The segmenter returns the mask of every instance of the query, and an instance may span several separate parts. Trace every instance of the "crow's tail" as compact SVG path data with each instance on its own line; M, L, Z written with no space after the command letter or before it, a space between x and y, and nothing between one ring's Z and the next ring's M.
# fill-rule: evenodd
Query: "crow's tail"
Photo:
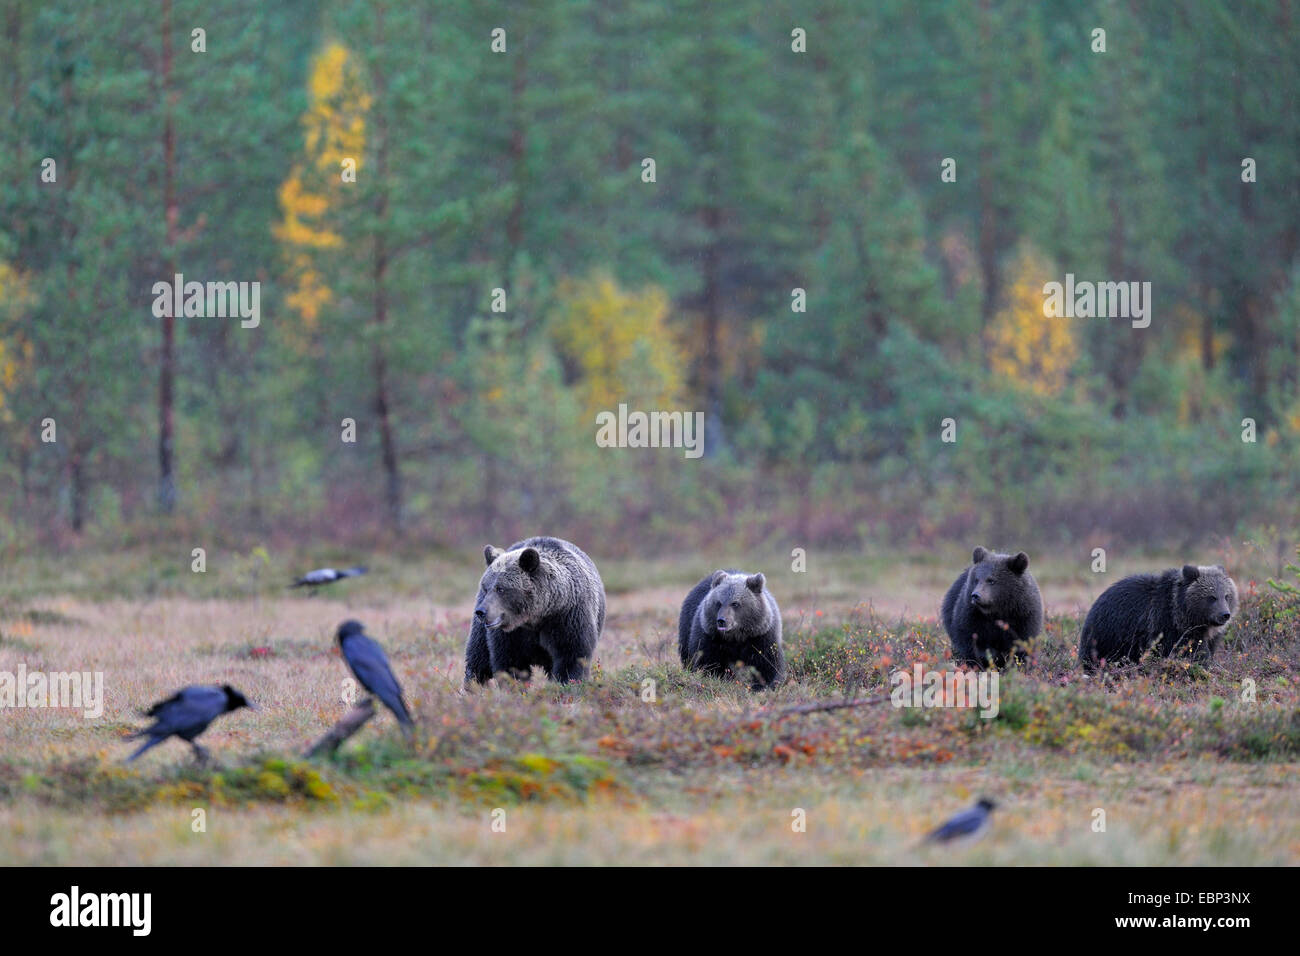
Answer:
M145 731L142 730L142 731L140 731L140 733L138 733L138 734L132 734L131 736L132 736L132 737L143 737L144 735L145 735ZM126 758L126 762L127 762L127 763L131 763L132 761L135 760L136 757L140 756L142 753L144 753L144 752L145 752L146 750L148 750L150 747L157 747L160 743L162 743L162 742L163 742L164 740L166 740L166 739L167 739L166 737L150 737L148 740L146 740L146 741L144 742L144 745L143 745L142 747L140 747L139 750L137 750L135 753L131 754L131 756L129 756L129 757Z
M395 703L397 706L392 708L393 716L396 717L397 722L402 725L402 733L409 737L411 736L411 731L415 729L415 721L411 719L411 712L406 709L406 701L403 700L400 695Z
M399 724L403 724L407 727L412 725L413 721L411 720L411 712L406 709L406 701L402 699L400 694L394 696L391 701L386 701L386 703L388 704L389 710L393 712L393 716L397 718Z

= = = =

**About this task**
Rewrite the data above exactly as given, but omit the images.

**Exercise output**
The segmenter returns the mask of every instance of the query, and an instance may span several separate parts. Trace every instance of the "crow's tail" as compact SVG path data with each instance on its own line; M, L, Z written with no space after the command letter or before it, a space between x and y, and nothing between one ring's Z and the next ring's M.
# fill-rule: evenodd
Query: "crow's tail"
Photo:
Answer:
M145 731L142 730L142 731L140 731L140 733L138 733L138 734L132 734L131 736L132 736L132 737L143 737L144 735L145 735ZM126 758L126 762L127 762L127 763L131 763L132 761L135 760L136 757L140 756L142 753L144 753L144 752L145 752L146 750L148 750L150 747L157 747L160 743L162 743L162 742L163 742L164 740L166 740L166 739L167 739L166 737L150 737L148 740L146 740L146 741L144 742L144 745L143 745L142 747L140 747L139 750L137 750L135 753L131 754L131 756L129 756L129 757Z
M395 703L397 706L392 708L393 716L396 717L397 722L402 725L402 733L409 737L411 736L411 731L415 729L415 721L411 719L411 712L406 709L406 701L403 700L400 695Z
M399 724L403 724L407 727L412 725L413 721L411 720L411 712L406 709L406 701L402 699L400 694L394 696L391 701L386 701L386 703L388 704L389 710L393 712L393 716L397 718Z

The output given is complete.